**ENTRIES SUPPLIED:**
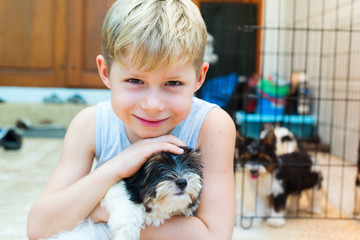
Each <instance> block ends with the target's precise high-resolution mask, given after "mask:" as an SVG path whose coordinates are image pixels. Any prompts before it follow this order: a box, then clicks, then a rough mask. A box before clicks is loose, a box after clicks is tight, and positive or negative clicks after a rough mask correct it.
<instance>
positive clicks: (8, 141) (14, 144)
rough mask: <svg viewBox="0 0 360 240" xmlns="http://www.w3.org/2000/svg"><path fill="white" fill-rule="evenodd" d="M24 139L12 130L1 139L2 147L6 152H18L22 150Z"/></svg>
mask: <svg viewBox="0 0 360 240" xmlns="http://www.w3.org/2000/svg"><path fill="white" fill-rule="evenodd" d="M21 144H22V137H21V136H20V135H19V134H18V133H17V132H16V131H15V130H14V129H10V130H9V131H7V132H6V133H5V134H4V136H3V137H2V138H1V139H0V146H3V147H4V149H5V150H18V149H20V148H21Z"/></svg>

**WHAT TO PRODUCE:**
Reproduce every row above word for word, leaving out the picture.

**ANSWER FOR THIS EXERCISE:**
Each <instance> block ends with the target's precise high-resolution mask, given after "mask:" as an SVG path whose coordinates are image pixels. Any prompts before it follow this order: a box, then clicks, then a rough mask. A box before clicks is loose, a box after clicks is tight, and positive or negative clicks after a rough mask correct it.
<instance>
positive clicks: (8, 141) (14, 144)
rough mask: <svg viewBox="0 0 360 240" xmlns="http://www.w3.org/2000/svg"><path fill="white" fill-rule="evenodd" d="M24 139L12 130L1 139L2 147L6 152H18L22 150Z"/></svg>
mask: <svg viewBox="0 0 360 240" xmlns="http://www.w3.org/2000/svg"><path fill="white" fill-rule="evenodd" d="M21 144H22V137H21V136H20V135H19V134H18V133H17V132H16V131H15V130H14V129H10V130H9V131H7V132H6V133H5V134H4V136H3V137H2V138H1V139H0V146H3V147H4V149H5V150H18V149H20V148H21Z"/></svg>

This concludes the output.